节选原文:
----------------------------------------

NNDL实验 优化算法3D轨迹 鱼书例题3D版

这张图在网络上很流行。代码源自：

深度学习入门：基于Python的理论与实现 (ituring.com.cn)

 2D版讲解：NNDL 作业11：优化算法比较

调整学习率等超参数，观察动画，可以加深对各种算法的理解。

配合实验的模型，CS231的模型，基本可以掌握各类算法特点。

NNDL实验 优化算法3D轨迹程序改编自《神经网络与深度学习：案例与实践》（Paddle版）https://blog.csdn.net/qq_38975453/article/details/128179041NNDL实验 优化算法3D轨迹 复现cs231经典动画这个动画很有名气，学习深度学习的朋友大多都见过复现动画，向经典致敬~https://blog.csdn.net/qq_38975453/article/details/128192767真正的了解算法之后，才能在合适的时候选择合适的算法。

3D版展示：

 源代码：

import torch
import numpy as np
import copy
from matplotlib import pyplot as plt
from matplotlib import animation
from itertools import zip_longest
from matplotlib import cm
 
 
class Op(object):
    def __init__(self):
        pass
 
    def __call__(self, inputs):
        return self.forward(inputs)
 
    # 输入：张量inputs
    # 输出：张量outputs
    def forward(self, inputs):
        # return outputs
        raise NotImplementedError
 
    # 输入：最终输出对outputs的梯度outputs_grads
    # 输出：最终输出对inputs的梯度inputs_grads
    def backward(self, outputs_grads):
        # return inputs_grads
        raise NotImplementedError
 
 
class Optimizer(object):  # 优化器基类
    def __init__(self, init_lr, model):
        """
        优化器类初始化
        """
        # 初始化学习率，用于参数更新的计算
        self.init_lr = init_lr
        # 指定优化器需要优化的模型
        self.model = model
 
    def step(self):
        """
        定义每次迭代如何更新参数
        """
        pass
 
 
class SimpleBatchGD(Optimizer):
    def __init__(self, init_lr, model):
        super(SimpleBatchGD, self).__init__(init_lr=init_lr, model=model)

----------------------------------------

数据摘录:

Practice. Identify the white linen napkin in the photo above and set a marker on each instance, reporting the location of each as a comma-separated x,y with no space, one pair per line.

----------------------------------------

练习要求:
**a.** 在讲优化算法3D轨迹的这段文字里，3D轨迹程序是根据哪本书改编的？
**b.** 从最后一行代码后面接着写优化算法3D轨迹这段文字。

参考答案:
**a.** 《神经网络与深度学习：案例与实践》（Paddle版）

**b.**
 
    def step(self):
        # 参数更新
        if isinstance(self.model.params, dict):
            for key in self.model.params.keys():
                self.model.params[key] = self.model.params[key] - self.init_lr * self.model.grads[key]
 
 
class Adagrad(Optimizer):
    def __init__(self, init_lr, model, epsilon):
        """
        Adagrad 优化器初始化
        输入：
            - init_lr： 初始学习率 - model：模型，model.params存储模型参数值  - epsilon：保持数值稳定性而设置的非常小的常数
        """
        super(Adagrad, self).__init__(init_lr=init_lr, model=model)
        self.G = {}
        for key in self.model.params.keys():
            self.G[key] = 0
        self.epsilon = epsilon
 
    def adagrad(self, x, gradient_x, G, init_lr):
        """
        adagrad算法更新参数，G为参数梯度平方的累计值。
        """
        G += gradient_x ** 2
        x -= init_lr / torch.sqrt(G + self.epsilon) * gradient_x
        return x, G
 
    def step(self):
        """
        参数更新
        """
        for key in self.model.params.keys():
            self.model.params[key], self.G[key] = self.adagrad(self.model.params[key],
                                                               self.model.grads[key],
                                                               self.G[key],
                                                               self.init_lr)
 
 
class RMSprop(Optimizer):
    def __init__(self, init_lr, model, beta, epsilon):
        """
        RMSprop优化器初始化
        输入：
            - init_lr：初始学习率
            - model：模型，model.params存储模型参数值
            - beta：衰减率
            - epsilon：保持数值稳定性而设置的常数
        """
        super(RMSprop, self).__init__(init_lr=init_lr, model=model)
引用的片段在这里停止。